(Items from a dataset)
◇ ◇ ◇

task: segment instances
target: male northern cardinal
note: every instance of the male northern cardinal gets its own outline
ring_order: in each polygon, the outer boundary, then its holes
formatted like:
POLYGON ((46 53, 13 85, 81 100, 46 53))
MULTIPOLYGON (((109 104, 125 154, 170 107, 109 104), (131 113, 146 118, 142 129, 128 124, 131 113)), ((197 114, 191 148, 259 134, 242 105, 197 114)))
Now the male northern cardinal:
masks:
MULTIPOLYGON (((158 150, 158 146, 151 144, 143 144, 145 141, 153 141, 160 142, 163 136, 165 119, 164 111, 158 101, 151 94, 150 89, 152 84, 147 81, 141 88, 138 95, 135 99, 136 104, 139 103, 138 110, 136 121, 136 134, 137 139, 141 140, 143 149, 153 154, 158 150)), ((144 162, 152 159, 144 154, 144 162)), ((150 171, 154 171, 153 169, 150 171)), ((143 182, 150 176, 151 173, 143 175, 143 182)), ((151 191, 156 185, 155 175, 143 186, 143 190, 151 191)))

◇ ◇ ◇

▶ **The request**:
Can you convert the items, from their first line up to and including the line with "POLYGON ((46 53, 13 85, 81 100, 46 53))", into a JSON list of strings with one string per line and no blank lines?

▶ **The answer**:
[
  "task: segment instances",
  "target: male northern cardinal",
  "note: every instance of the male northern cardinal gets its own outline",
  "ring_order: in each polygon, the outer boundary, then its holes",
  "formatted like:",
  "POLYGON ((46 53, 13 85, 81 100, 46 53))"
]